___ Text section

Is There Any Difference Between Executable Binary Files Between Distributions

Is there any difference between executable binary files between distributions?

All Linux distributions use the same binary format ELF, but there is still some differences:

different cpu arch use different instruction set.
the same cpu arch may use different ABI, ABI defines how to use the register file, how to call/return a routine. Different ABI can not work together.
Even on same arch, same ABI, this still does not mean we can copy one binary file in a distribution to another. Since most binary files are not statically linked, so they depends on the libraries under the distribution, which means different distribution may use different versions or different compilation configuration of libraries.

So if you want your program to run on all distribution, you may have to statically link a version that depends on the kernel's syscall only, even this you can only run a specified arch.

If you really want to run a program on any arch, then you have to compile binaries for all arches, and use a shell script to start up the right one.

Why are Executable files operating system dependent?

In order to do something meaningful, applications will need to interface with the OS. Since system calls and user-space infrastructure look fundamentally different on Windows and Unix/Linux, having different formats for executable programs is the smallest trouble. It's the program logic that would need to be changed.

(You might argue that this is meaningless if you have a program that solely depends on standardized components, for example the C runtime library. This is theoretically true - but irrelevant for most applications since they are forced to use OS-dependent stuff).

The other differences between Windows PE (EXE,DLL,..) files and Linux ELF binaries are related to the different image loaders and some design characteristics of both OSs. For example on Linux a separate program is used to resolve external library imports while this functionality is built-in on Windows. Another example: Linux shared libraries function differently than DLLs on Windows. Not to mention that both formats are optimized to enable the respective OS kernels to load programs as quick as possible.

Emulators like Wine try to fill the gap (and actually prove that the biggest problem is not the binary format but rather the OS interface!).

Binary files and OS

Executable file formats for Windows (PE), Linux (ELF), OS/X etc (MACH-O), tend to be designed to solve common problems, so they all share common features. However, each platform specifies a different standard, so the files are not compatible across platforms, even if the platforms use the same type of CPU.

Executable file formats are not only used for executable files, but also libraries, which also contain code but are never run directly by the user - only loaded into memory to satisfy the needs to directly executable binaries.

Common Features of an executable file format:

One or more blocks of executable code
One or more blocks of read-only data such as text and numbers
One or more blocks of read/write data
Instructions on where to place these blocks in memory when the application is run
Instructions on what libraries (which are also in an 'executable file format') need to be loaded as well, and how they connect (link) up to this executable file.
One or more tables mapping code and data locations to strings or ids that describe them, useful for linking and debugging.

It's interesting to compare such formats to more basic formats, such as the venerable DOS .com file, which simply describes 64K of assorted 'stuff' to be loaded at the next available location, and has few of the features listed above.

Binary in this sense is used to compare them to 'source' files, which are written in text format. Binary format simply says that they are encoded in a non-text way, and doesn't really relate to the 0-and-1 sense of binary.

Difference between Groovy Binary and Source release?

______

### Task instructions
1. Filter the listing below down to the lines that contain the string "curtain", copying each matching line. Matching is case-sensitive.
2. Write the next part of the text on executable binary files, starting after its last line.

___ Dataset extract

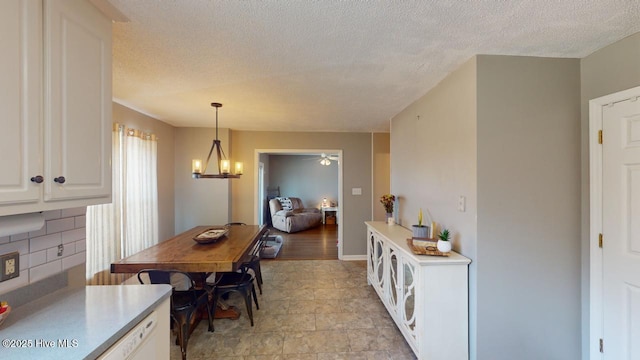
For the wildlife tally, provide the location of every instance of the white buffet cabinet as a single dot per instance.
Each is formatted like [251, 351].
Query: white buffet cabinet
[427, 296]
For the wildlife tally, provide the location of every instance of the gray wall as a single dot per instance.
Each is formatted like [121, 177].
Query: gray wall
[356, 147]
[165, 134]
[381, 178]
[433, 162]
[503, 132]
[304, 177]
[608, 70]
[528, 208]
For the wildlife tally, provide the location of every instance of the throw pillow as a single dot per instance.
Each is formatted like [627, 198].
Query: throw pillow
[286, 203]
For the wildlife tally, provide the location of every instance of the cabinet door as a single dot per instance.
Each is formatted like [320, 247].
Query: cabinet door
[378, 266]
[20, 98]
[371, 240]
[407, 305]
[394, 280]
[77, 131]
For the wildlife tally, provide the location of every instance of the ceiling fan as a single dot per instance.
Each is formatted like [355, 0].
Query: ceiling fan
[326, 159]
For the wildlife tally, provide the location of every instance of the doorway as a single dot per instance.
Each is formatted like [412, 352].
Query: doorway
[614, 141]
[261, 153]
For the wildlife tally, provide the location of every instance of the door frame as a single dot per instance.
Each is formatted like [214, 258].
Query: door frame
[595, 216]
[340, 219]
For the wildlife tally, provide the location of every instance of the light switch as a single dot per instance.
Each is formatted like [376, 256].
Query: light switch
[462, 203]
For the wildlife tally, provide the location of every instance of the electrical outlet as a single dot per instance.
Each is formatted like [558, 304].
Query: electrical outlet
[9, 266]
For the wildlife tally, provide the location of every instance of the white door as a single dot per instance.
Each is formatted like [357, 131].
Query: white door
[20, 98]
[621, 229]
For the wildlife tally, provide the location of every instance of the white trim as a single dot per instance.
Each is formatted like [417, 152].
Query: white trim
[595, 216]
[256, 160]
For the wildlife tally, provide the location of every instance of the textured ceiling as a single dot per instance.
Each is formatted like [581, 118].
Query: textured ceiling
[331, 65]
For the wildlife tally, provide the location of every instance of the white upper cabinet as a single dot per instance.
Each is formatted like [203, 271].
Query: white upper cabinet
[55, 103]
[77, 101]
[20, 101]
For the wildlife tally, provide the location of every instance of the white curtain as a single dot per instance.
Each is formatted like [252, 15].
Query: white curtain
[130, 223]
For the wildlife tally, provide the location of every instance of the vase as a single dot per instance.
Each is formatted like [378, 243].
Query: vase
[389, 219]
[420, 231]
[444, 246]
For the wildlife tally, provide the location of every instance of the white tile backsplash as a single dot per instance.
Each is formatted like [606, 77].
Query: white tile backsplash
[39, 249]
[73, 235]
[73, 260]
[43, 271]
[45, 242]
[60, 225]
[37, 258]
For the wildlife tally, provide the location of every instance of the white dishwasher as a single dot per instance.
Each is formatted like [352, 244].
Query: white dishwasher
[147, 340]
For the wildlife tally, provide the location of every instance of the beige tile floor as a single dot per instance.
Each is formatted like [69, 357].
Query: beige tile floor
[309, 309]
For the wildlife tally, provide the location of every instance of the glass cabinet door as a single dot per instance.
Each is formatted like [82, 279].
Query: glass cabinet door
[379, 261]
[393, 277]
[371, 257]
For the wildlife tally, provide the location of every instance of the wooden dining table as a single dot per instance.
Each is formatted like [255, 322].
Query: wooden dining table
[183, 253]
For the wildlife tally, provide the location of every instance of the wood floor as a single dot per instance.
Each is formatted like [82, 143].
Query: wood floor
[319, 243]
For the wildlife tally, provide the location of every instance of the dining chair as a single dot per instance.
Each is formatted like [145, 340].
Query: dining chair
[185, 301]
[240, 282]
[252, 261]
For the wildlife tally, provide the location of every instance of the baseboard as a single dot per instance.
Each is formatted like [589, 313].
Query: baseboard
[354, 257]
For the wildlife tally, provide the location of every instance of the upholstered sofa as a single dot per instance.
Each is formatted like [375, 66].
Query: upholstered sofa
[290, 215]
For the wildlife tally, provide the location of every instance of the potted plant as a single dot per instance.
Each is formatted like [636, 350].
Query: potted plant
[420, 231]
[387, 201]
[444, 245]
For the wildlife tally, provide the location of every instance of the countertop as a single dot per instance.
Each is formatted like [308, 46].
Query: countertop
[399, 235]
[77, 323]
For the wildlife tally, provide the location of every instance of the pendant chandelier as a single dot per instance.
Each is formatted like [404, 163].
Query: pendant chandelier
[224, 164]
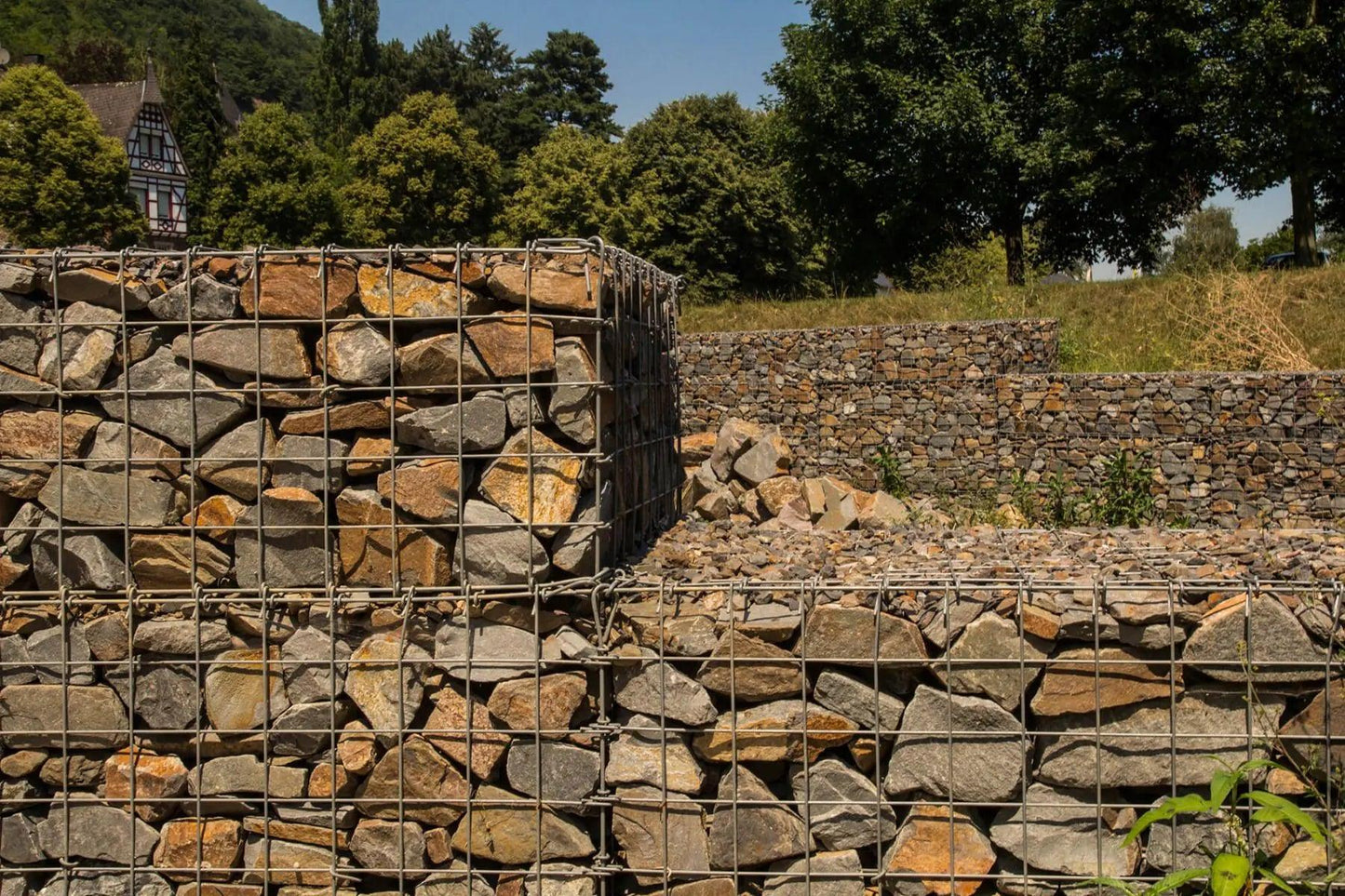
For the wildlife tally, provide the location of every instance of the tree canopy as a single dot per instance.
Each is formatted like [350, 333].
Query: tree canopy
[420, 177]
[274, 184]
[61, 181]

______

### Answer set
1.
For the wildlife tally, provide the location of every instance of the white curtain as a single dot per instance.
Query: white curtain

2.
A source release will be compiled on your own machine while a binary release must match your operating system.

source releases are more common on linux systems because linux systems can dramatically vary in cpu, installed library versions, kernelversions and nearly every linux system has a compiler installed.

binary releases are common on ms-windows systems. most windows machines do not have a compiler installed.

Src v/s Binary?

Source files are uncompiled C/C++ code, while binary files are the compiled programs.

How does OS execute binary files in virtual memory?

This question can't be answered in general because it's totally hardware and OS dependent. However a typical answer is that the initially loaded program can be compiled as you say: Because the VM hardware gives each program its own address space, all addresses can be fixed when the program is linked. No recalculation of addresses at load time is needed.

Things get much more interesting with dynamically loaded libraries because two used by the same initially loaded program might be compiled with the same base address, so their address spaces overlap.

One approach to this problem is to require Position Independent Code in DLLs. In such code all addresses are relative to the code itself. Jumps are usually relative to the PC (though a code segment register can also be used). Data are also relative to some data segment or base register. To choose the runtime location, the PIC code itself needs no change. Only the segment or base register(s) need(s) be set whenever in the prelude of every DLL routine.

PIC tends to be a bit slower than position dependent code because there's additional address arithmetic and the PC and/or base registers can bottleneck the processor's instruction pipeline.

So the other approach is for the loader to rebase the DLL code when necessary to eliminate address space overlaps. For this the DLL must include a table of all the absolute addresses in the code. The loader computes an offset between the assumed code and data base addresses and actual, then traverses the table, adding the offset to each absolute address as the program is copied into VM.

DLLs also have a table of entry points so that the calling program knows where the library procedures start. These must be adjusted as well.

Rebasing is not great for performance either. It slows down loading. Moreover, it defeats sharing of DLL code. You need at least one copy per rebase offset.

For these reasons, DLLs that are part of Windows are deliberately compiled with non-overlapping VM address spaces. This speeds loading and allows sharing. If you ever notice that a 3rd party DLL crunches the disk and loads slowly, while MS DLLs like the C runtime library load quickly, you are seeing the effects of rebasing in Windows.

You can infer more about this topic by reading about object file formats. Here is one example.

Binary file conversion in distributed manner - Spark, Flume or any other option?

In terms of scalability, reliability and future-proofing your solution, I'd look at Apache NiFi rather than Flume. You can start by developing your own ASN.1 Processor or try using the patch thats already available but not part of a released version yet.

CS-Script for notepad++ prepare exe for distribution with icon

I have found this way to get Icon from the embedded resources in the CS-Script compiled binary. Icon file name is alpha.ico.

Please pay attention to the using section.

//css_resource alpha.ico

using System;
using System.Drawing;
using System.Windows.Forms;
using System.Reflection;

class Script
{
    [STAThread]
    static public void Main(string[] args)
    {
        var assembly = Assembly.GetExecutingAssembly();

        using (var stream = assembly.GetManifestResourceStream("alpha.ico"))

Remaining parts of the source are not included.